- **Aufgabe**: Führe den Text über die höchsten Staatszwecke im Anschluss an seinen letzten Satz weiter.

- **Textblock**:
+--

Aber schon die in Deutschland übliche Rede von einer freiheitlich-rechtstaatlichen Demokratie oder von einer freiheit-lich-demokratischen Grundordnung gibt Spinoza nur teilweise recht mit seiner Behauptung eines gewissen Vorranges der Freiheit vor allen anderen Staatszwecken, wie innere und äußere Sicherheit oder allgemeine Wohlfahrt. Aber diese Zweckformel korrigiert ihn auch, indem sie das Recht im Sinne einer rechtstaatlichen Ordnung als gleichrangig ansetzt. In Frankreich werden seit der Französischen Revolution neben der politischen Freiheit (liberte), die rechtliche Gleichheit vor dem Gesetz (egalite) und die Brüderlichkeit bzw. soziale Solidarität (fraternite) als höchste Staatszwecke verstanden. In den USA firmieren in der Präambel der amerikanischen Verfassung als höchste Staatszwecke der Schutz des Lebens, der Freiheit und des Strebens nach Glück ("life, liberty and the pursuit of happiness").

+--

- **Erfasste Daten**:
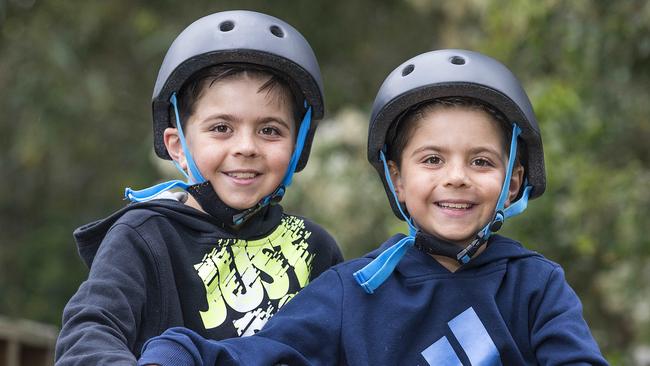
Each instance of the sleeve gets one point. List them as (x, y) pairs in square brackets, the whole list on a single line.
[(559, 333), (326, 249), (305, 331), (101, 321)]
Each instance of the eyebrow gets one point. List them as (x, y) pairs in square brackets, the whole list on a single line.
[(230, 117), (473, 150)]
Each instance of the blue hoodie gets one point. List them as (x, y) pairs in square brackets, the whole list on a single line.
[(508, 306)]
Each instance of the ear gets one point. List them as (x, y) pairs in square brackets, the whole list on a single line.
[(396, 178), (516, 180), (174, 146)]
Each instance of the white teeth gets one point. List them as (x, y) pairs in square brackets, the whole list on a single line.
[(242, 175), (455, 205)]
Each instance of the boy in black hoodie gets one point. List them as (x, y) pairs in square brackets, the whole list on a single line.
[(454, 139), (235, 106)]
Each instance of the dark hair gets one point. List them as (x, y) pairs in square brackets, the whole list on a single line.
[(194, 87), (401, 131)]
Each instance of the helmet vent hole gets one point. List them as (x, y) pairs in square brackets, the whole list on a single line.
[(226, 26), (457, 60), (277, 31), (408, 69)]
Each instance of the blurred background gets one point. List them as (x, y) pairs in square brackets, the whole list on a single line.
[(76, 79)]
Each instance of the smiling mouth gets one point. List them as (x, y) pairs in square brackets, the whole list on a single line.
[(242, 175), (455, 206)]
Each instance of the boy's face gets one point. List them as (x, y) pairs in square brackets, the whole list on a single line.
[(241, 139), (451, 173)]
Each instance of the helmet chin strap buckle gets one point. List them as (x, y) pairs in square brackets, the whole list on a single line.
[(497, 221)]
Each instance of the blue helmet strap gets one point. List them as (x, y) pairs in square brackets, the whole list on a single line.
[(279, 192), (376, 272), (195, 178), (500, 213)]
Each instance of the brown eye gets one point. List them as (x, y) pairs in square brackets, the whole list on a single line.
[(221, 128), (270, 131), (482, 162), (433, 160)]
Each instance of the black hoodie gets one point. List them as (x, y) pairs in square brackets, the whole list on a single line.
[(160, 264)]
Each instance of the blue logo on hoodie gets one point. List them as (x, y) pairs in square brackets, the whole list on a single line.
[(470, 332)]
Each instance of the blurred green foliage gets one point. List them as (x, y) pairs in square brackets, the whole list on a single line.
[(75, 85)]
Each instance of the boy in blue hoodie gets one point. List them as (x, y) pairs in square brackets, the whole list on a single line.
[(235, 106), (454, 139)]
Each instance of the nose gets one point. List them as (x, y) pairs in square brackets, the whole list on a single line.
[(456, 175), (246, 144)]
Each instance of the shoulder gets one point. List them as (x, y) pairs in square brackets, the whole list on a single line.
[(313, 232)]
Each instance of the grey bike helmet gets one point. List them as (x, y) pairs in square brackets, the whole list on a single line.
[(238, 36), (455, 73)]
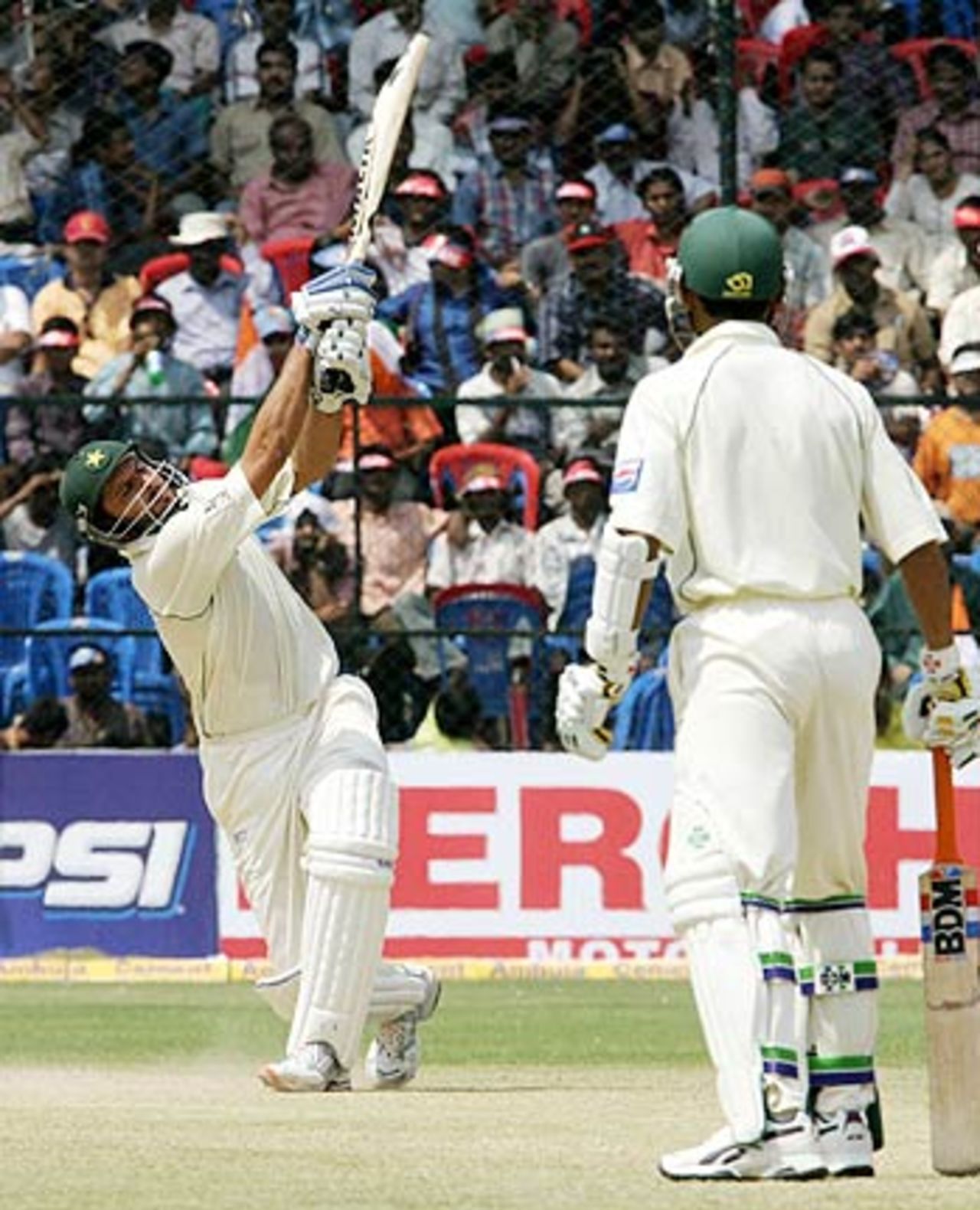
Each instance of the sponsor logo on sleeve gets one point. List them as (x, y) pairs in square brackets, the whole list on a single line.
[(626, 476)]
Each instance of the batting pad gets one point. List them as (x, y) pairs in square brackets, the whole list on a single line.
[(622, 567), (706, 909), (838, 979), (350, 852)]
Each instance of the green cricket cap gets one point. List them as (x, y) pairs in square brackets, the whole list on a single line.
[(732, 253), (86, 475)]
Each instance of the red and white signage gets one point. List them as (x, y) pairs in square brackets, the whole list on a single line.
[(544, 857)]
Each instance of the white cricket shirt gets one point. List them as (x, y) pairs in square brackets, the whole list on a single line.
[(754, 465), (250, 649)]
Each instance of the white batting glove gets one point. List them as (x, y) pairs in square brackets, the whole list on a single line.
[(340, 294), (585, 698)]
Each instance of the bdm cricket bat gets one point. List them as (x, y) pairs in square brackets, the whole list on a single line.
[(951, 955)]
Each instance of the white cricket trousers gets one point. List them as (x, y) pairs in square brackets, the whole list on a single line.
[(258, 786), (776, 734)]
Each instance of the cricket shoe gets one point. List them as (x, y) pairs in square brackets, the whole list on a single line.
[(844, 1143), (786, 1152), (396, 1051), (312, 1068)]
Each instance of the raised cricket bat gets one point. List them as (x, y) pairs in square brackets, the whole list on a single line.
[(391, 108), (951, 953)]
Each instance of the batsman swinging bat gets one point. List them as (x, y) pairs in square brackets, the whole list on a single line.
[(387, 119), (951, 953)]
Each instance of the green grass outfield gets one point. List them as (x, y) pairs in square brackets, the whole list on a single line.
[(534, 1094)]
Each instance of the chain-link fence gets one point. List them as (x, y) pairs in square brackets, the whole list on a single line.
[(171, 172)]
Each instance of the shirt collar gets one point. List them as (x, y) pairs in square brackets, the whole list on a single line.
[(735, 329)]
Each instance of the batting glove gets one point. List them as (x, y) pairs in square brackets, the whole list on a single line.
[(341, 294), (585, 698)]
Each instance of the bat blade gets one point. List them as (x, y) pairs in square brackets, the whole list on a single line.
[(387, 119), (951, 980)]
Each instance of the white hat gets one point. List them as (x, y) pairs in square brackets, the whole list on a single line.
[(850, 242), (965, 360), (505, 325), (201, 227)]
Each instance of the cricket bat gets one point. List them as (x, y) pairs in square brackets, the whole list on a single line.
[(951, 955), (391, 108)]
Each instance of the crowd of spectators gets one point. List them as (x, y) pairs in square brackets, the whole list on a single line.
[(170, 169)]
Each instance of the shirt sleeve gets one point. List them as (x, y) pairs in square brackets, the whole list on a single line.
[(897, 511), (181, 573), (646, 492)]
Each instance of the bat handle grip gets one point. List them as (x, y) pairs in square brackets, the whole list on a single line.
[(946, 847)]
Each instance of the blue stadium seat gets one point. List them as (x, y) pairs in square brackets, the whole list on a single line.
[(33, 587), (644, 720), (52, 643), (110, 594)]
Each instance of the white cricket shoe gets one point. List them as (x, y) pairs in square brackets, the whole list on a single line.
[(786, 1151), (312, 1068), (844, 1143), (396, 1051)]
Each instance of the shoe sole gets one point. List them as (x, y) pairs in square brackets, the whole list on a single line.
[(815, 1174), (271, 1078)]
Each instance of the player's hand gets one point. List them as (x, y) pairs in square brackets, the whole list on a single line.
[(341, 294), (956, 728), (341, 367), (585, 698)]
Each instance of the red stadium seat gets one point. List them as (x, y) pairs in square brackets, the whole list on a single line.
[(158, 269), (915, 50), (291, 259), (517, 467)]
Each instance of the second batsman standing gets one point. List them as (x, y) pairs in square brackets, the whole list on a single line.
[(752, 469), (294, 769)]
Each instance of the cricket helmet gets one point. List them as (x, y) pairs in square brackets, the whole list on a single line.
[(732, 253), (86, 475)]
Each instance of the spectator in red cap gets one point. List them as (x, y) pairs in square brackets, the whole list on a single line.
[(598, 283), (957, 269), (57, 426), (150, 371), (299, 196), (419, 204), (903, 327), (100, 302), (807, 263), (651, 242)]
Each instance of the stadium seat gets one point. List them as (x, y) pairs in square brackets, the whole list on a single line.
[(492, 623), (291, 259), (913, 52), (52, 643), (644, 720), (110, 594), (33, 587), (517, 467)]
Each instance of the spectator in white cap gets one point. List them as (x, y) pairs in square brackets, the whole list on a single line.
[(508, 378), (206, 298), (95, 718), (482, 546), (903, 325), (181, 421), (902, 246), (573, 535)]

+--

- **Erwartete Antwort**:
Wer Spinozas Philosophie als Ausgangspunkt und als Paradigma des neuzeitlichen Naturalismus begreifen oder gar konsultieren möchte, wird sich jedoch damit konfrontieren müssen, dass seine naturalistische Weltanschauung und
sein naturalistisch-deterministisches Menschenbild gar nicht geeignet sind die politische Gedanken- und Redefreiheit (libertas philosophandi) so hoch zu schätzen. Denn was für einen Wert soll es denn haben, zu denken, was man will und zu sagen, was man denkt, wenn es doch angeblich gar keine freien Willen gibt.
Denn wenn das subjektive Gefühl, einen in gewissen Grenzen freien Willen zu haben, nur eine Illusion ist, die daher rührt, dass wir einfach nicht wissen, welche Determinanten aktuell unseren Willen bestimmen bzw. ex post faktisch bestimmt haben, dann ist es äußerst unwahrscheinlich, dass Menschen noch einen großen Wert daruf legen, dass
sie denken dürfen, was sie wollen und sagen dürfen, was sie denken.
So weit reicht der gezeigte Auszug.